* Begin *

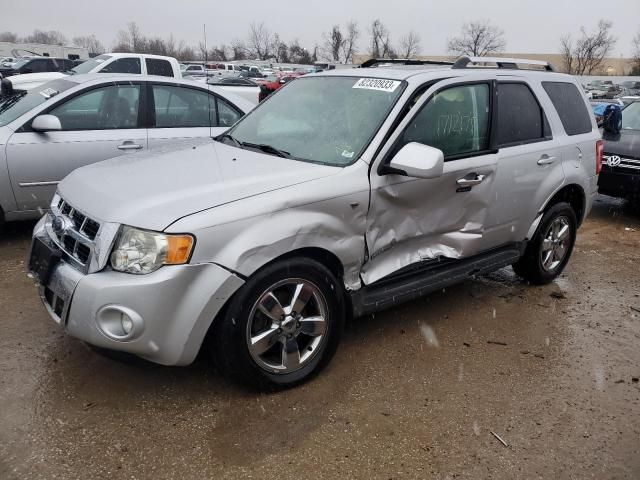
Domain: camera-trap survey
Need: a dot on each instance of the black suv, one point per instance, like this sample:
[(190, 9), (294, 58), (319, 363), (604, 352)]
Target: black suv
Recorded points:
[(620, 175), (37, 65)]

* End *
* Begin *

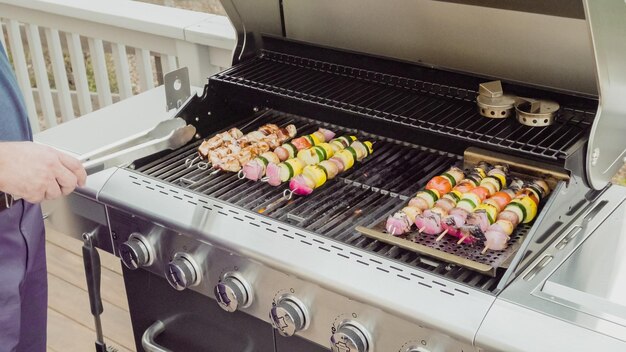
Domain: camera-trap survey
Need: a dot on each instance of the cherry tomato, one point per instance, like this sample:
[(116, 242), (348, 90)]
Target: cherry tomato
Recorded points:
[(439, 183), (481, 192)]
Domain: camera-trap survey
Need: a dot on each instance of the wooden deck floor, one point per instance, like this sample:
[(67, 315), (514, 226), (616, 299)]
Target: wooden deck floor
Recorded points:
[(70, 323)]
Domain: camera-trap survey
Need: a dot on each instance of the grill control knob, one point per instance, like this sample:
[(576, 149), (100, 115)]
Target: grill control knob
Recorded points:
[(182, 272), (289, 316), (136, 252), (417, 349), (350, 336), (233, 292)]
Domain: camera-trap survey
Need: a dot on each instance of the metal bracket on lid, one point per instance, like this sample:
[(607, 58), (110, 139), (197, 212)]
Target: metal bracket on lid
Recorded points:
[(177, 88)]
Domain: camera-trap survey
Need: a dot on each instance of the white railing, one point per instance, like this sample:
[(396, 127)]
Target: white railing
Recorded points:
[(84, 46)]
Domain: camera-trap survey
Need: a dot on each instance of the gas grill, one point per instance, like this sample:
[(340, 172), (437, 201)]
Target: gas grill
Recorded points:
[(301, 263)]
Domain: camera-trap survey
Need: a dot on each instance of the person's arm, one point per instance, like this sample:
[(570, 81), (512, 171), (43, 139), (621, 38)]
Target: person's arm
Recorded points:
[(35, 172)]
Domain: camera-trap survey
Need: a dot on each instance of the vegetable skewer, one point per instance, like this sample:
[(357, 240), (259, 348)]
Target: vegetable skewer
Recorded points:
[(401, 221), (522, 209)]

* End *
* Begin *

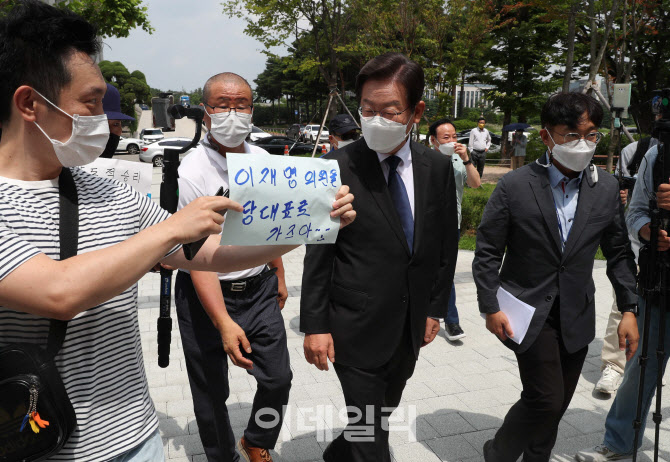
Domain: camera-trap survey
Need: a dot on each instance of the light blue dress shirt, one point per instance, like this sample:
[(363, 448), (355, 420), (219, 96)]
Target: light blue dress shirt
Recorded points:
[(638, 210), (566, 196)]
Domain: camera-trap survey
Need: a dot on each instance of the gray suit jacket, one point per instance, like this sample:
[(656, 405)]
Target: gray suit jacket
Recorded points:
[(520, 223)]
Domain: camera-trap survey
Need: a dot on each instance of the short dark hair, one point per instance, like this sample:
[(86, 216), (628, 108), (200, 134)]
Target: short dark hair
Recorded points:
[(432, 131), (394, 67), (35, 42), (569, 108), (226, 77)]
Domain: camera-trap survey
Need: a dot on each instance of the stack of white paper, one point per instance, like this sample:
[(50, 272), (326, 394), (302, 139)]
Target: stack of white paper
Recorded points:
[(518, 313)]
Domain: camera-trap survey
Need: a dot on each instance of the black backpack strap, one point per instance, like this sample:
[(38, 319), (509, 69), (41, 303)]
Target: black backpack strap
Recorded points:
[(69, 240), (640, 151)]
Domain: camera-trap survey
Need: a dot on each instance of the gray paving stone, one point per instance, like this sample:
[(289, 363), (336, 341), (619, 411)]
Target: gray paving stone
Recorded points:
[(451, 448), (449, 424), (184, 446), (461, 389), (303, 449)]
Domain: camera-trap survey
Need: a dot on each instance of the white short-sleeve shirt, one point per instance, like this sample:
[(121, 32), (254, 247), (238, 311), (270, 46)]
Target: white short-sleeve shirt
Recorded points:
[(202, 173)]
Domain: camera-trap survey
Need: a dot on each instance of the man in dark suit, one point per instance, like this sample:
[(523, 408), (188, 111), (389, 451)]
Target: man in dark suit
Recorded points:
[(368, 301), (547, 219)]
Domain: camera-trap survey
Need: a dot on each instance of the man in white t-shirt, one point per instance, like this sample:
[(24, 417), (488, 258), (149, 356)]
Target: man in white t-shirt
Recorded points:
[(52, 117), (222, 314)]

* End *

Locate each line in the items above that contains the word "railing", and copy those lines in full.

▸ **Final answer**
Need: a dot on each instance of the white railing, one point per instance, like this sample:
Target: white railing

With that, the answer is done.